**Goal of the exercise:** A word-for-word transcription of the whole listing is required.

**Records:**
[Start of Attachment]
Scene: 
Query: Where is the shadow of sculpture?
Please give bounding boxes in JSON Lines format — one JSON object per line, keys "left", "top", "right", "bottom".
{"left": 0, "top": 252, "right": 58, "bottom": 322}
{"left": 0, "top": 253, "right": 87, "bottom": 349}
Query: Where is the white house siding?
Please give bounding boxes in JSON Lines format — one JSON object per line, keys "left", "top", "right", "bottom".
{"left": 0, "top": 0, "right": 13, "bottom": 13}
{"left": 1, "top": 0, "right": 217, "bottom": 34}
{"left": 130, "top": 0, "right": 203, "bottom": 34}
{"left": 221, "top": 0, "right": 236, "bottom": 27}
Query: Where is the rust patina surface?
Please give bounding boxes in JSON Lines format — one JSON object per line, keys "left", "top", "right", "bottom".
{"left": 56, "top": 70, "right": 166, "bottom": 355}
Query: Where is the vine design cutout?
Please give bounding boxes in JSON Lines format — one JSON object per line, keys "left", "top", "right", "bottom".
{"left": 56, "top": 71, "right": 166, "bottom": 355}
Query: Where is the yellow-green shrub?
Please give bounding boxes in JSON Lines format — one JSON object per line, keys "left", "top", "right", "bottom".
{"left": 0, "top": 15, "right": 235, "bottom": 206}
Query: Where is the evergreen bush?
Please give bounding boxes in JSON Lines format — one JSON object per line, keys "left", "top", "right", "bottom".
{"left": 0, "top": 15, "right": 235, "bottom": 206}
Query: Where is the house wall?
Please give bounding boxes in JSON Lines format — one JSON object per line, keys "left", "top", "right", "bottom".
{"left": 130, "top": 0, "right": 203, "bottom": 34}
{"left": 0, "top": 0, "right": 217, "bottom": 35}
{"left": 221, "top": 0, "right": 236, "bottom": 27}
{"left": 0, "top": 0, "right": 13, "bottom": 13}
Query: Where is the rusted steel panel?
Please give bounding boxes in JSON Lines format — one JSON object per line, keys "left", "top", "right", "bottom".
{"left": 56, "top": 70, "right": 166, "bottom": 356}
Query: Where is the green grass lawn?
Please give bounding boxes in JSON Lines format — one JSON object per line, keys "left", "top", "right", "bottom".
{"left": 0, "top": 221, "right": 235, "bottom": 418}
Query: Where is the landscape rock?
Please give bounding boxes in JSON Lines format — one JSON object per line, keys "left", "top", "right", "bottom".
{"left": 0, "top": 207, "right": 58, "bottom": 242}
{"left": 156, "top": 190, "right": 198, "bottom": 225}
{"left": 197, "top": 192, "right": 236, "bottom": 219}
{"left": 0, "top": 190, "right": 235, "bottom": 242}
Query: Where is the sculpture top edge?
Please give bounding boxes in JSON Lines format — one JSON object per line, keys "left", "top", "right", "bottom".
[End of Attachment]
**Solution to this task:**
Scene: 
Query: Where is the shadow of sculpture?
Please give bounding boxes in JSON Lines format — one JSON object per line, keys "left", "top", "right", "bottom".
{"left": 0, "top": 252, "right": 58, "bottom": 322}
{"left": 0, "top": 253, "right": 87, "bottom": 349}
Query: Where is the white house siding?
Please give bounding boxes in JSON Lines format — one JSON object per line, keys "left", "top", "right", "bottom".
{"left": 0, "top": 0, "right": 13, "bottom": 13}
{"left": 1, "top": 0, "right": 217, "bottom": 34}
{"left": 130, "top": 0, "right": 203, "bottom": 34}
{"left": 221, "top": 0, "right": 236, "bottom": 27}
Query: Where is the rust patina surface?
Please give bounding boxes in JSON Lines format — one JSON object per line, keys "left", "top", "right", "bottom".
{"left": 56, "top": 70, "right": 166, "bottom": 355}
Query: Where is the vine design cutout?
Please give bounding boxes in JSON Lines format — one JSON object per line, keys "left", "top", "right", "bottom".
{"left": 56, "top": 71, "right": 166, "bottom": 355}
Query: Where is the yellow-green shrub?
Please give bounding boxes in JSON Lines format — one JSON object per line, keys "left", "top", "right", "bottom".
{"left": 0, "top": 15, "right": 235, "bottom": 206}
Query: Where is the evergreen bush?
Please give bounding boxes in JSON Lines format — one JSON object per line, keys "left", "top", "right", "bottom".
{"left": 0, "top": 15, "right": 235, "bottom": 206}
Query: Where is the house wall?
Please give bounding boxes in JSON Lines format — one JSON object per line, keys "left", "top", "right", "bottom".
{"left": 130, "top": 0, "right": 203, "bottom": 34}
{"left": 0, "top": 0, "right": 217, "bottom": 35}
{"left": 221, "top": 0, "right": 236, "bottom": 27}
{"left": 0, "top": 0, "right": 13, "bottom": 13}
Query: Where is the rusted steel panel?
Please give bounding boxes in JSON Lines format — one JSON object per line, keys "left", "top", "right", "bottom".
{"left": 56, "top": 70, "right": 166, "bottom": 356}
Query: Where is the green grass lawn?
Please give bounding boxes in JSON Lines format — one JSON object per line, keys "left", "top", "right", "bottom".
{"left": 0, "top": 221, "right": 235, "bottom": 418}
Query: Where is the landscape rock?
Please give bounding boxes in JSON Lines format — one JSON object per line, keys "left", "top", "right", "bottom".
{"left": 0, "top": 207, "right": 58, "bottom": 242}
{"left": 156, "top": 190, "right": 198, "bottom": 225}
{"left": 197, "top": 192, "right": 236, "bottom": 219}
{"left": 0, "top": 190, "right": 235, "bottom": 242}
Query: Where is the sculpture top edge?
Please give bounding boxes in JSON Lines format — one JSON object per line, keys "left", "top", "right", "bottom".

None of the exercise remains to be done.